## CONSIGNA
Copia literalmente el pasaje del texto de lectura que va desde "He aplazado la" hasta "los pájaros querían.", ambos incluidos.

Si ahora mismo, en plena madrugada, entrara por la puerta y se sentara a mi lado no sabría qué decirle. Si me pusiera la mano sobre el hombro, como el hermano mayor que murió tres años antes de que yo naciera, y a quien he añorado con la nostalgia absurda de un miembro amputado, o el hijo que jamás me he atrevido a tener, me echaría a llorar por haberle traicionado tanto. O me daría un ataque de pánico como si la muerte se hubiera adelantado y quisiera escuchar mis argumentos.
¿Quién eres?
He aplazado la pregunta toda mi vida, aunque finja hacérmela a menudo en la intimidad de unos cuadernos forrados con papel de estraza azul que han acabado por convertirse en mi íntima muralla china… de tinta.
¿De dónde vienes?
En aquel país llovía. Mi abuela hablaba con las gallinas y no le temía al fuego, aparecía entre los altos tallos del maíz como una mujer hecha de tierra con el delantal lleno de fruta que ni los pájaros querían.
¿Por qué?
Nos hacíamos preguntas insondables en el cenador del verano. Las ciudades no practicaban el derroche de encenderse por las noches para que los dioses extraterrestres tuvieran envidia de nuestra prosperidad y se orientaran en una Vía Láctea que nos atraía como los labios de papel de nuestras primas.
¿Cuándo?
El franquismo era el cuarto de derrota, el marco escolar, un paisaje vital que solo la ideología retrospectiva con la que nos gusta alterar el curso de la historia y nuestro papel en ella puede definir como grisalla. No se hablaba de política. Ni siquiera esa palabra existía en el vocabulario de los pérsicos, la matanza, las guerras de terrones y manzanas, el árbol de la Consolación en el que surcábamos la finca como un bombardero que era el colmo de la inocencia.

## ÍTEMS

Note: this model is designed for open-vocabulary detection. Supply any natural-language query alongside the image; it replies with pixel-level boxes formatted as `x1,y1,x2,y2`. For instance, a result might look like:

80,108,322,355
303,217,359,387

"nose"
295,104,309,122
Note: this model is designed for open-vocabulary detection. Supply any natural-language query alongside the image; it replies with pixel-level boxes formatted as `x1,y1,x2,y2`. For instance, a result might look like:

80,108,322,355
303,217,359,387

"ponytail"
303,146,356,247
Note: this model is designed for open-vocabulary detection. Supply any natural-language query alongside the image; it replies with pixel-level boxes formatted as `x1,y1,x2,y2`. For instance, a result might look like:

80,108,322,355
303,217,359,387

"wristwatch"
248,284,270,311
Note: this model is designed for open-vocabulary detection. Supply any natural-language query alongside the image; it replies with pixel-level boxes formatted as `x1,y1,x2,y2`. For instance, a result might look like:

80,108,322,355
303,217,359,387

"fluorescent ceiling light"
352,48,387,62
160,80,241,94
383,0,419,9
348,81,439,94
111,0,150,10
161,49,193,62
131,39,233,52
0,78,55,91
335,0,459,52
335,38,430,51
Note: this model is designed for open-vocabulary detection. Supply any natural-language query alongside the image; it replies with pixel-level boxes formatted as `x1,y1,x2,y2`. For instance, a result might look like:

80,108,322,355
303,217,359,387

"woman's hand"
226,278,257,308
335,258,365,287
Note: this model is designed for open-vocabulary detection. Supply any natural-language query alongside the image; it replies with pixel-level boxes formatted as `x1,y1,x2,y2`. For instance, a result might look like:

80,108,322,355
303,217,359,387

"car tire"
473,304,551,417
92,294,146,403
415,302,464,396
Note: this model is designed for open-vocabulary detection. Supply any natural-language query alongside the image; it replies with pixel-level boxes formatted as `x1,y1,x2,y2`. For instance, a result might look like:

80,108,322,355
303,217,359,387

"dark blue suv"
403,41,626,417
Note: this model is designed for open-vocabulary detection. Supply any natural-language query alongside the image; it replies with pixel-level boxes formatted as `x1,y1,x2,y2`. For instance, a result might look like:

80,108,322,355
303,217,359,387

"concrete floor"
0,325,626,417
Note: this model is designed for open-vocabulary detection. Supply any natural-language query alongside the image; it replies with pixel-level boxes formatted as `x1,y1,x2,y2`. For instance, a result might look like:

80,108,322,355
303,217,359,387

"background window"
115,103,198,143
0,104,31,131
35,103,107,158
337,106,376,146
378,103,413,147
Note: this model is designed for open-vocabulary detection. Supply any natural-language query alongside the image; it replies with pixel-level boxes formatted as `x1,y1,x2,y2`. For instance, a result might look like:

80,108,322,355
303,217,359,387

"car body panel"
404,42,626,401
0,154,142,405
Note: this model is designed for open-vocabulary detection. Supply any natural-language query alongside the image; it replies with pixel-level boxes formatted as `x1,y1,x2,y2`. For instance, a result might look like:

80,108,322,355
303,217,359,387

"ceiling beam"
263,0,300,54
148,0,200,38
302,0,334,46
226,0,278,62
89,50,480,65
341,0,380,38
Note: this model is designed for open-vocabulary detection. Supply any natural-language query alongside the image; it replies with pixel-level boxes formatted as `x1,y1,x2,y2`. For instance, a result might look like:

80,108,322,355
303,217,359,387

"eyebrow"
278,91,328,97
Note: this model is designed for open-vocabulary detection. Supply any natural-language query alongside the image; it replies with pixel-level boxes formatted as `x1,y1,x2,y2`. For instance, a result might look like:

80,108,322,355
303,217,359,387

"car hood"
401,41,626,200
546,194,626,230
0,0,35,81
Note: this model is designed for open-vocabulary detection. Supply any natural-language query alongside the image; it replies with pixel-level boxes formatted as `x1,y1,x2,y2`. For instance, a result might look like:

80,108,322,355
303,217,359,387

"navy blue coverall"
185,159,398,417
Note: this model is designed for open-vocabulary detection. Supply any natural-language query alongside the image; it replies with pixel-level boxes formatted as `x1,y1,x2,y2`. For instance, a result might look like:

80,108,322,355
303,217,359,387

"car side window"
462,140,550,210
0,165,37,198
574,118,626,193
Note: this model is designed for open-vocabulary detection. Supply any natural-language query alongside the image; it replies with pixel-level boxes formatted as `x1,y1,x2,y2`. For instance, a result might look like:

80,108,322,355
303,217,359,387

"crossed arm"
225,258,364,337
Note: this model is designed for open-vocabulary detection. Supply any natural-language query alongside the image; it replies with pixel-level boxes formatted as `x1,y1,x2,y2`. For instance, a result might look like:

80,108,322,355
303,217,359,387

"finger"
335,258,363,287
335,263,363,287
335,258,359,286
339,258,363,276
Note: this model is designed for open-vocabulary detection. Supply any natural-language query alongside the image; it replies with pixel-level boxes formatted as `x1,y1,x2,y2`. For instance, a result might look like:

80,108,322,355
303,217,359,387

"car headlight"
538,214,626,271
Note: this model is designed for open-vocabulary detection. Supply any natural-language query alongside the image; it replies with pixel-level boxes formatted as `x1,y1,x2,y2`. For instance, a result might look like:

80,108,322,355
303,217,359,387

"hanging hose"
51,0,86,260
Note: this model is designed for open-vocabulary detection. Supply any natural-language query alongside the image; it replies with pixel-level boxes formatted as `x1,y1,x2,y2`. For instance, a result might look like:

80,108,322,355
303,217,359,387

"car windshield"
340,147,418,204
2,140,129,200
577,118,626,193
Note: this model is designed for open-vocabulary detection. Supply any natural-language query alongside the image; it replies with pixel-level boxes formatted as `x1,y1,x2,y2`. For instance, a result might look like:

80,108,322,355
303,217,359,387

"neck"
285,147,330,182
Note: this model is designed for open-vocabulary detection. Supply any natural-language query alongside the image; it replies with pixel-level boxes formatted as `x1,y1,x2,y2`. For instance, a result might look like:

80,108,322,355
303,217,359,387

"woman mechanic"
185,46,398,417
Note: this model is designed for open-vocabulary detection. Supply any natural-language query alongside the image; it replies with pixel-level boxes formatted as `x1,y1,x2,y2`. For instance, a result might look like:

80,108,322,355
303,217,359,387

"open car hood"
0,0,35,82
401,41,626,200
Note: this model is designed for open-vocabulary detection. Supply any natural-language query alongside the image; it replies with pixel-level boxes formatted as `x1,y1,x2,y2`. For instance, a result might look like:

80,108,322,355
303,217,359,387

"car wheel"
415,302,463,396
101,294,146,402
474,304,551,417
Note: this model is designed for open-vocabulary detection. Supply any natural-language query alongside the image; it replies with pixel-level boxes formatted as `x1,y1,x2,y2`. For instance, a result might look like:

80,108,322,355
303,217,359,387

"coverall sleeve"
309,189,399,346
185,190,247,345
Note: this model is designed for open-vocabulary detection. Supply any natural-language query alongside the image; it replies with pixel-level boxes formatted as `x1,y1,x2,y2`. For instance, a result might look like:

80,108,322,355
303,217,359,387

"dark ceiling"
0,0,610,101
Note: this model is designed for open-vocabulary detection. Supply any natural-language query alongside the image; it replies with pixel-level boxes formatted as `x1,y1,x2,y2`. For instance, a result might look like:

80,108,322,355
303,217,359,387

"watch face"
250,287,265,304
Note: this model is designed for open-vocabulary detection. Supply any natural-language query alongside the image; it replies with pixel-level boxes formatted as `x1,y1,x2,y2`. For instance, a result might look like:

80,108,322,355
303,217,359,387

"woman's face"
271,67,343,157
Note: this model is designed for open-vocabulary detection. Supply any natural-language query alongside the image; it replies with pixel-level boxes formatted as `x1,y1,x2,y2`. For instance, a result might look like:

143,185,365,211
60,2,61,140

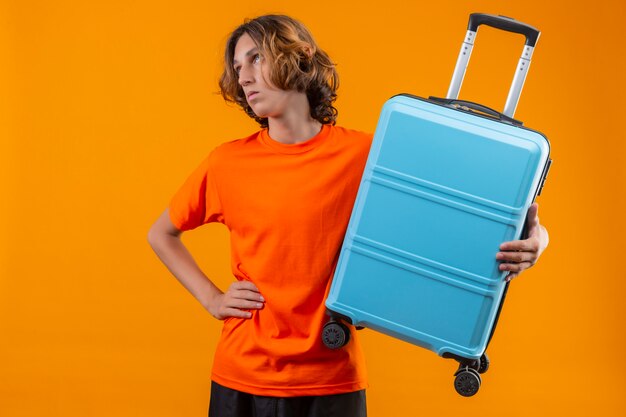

## RESPUESTA
He aplazado la pregunta toda mi vida, aunque finja hacérmela a menudo en la intimidad de unos cuadernos forrados con papel de estraza azul que han acabado por convertirse en mi íntima muralla china… de tinta.
¿De dónde vienes?
En aquel país llovía. Mi abuela hablaba con las gallinas y no le temía al fuego, aparecía entre los altos tallos del maíz como una mujer hecha de tierra con el delantal lleno de fruta que ni los pájaros querían.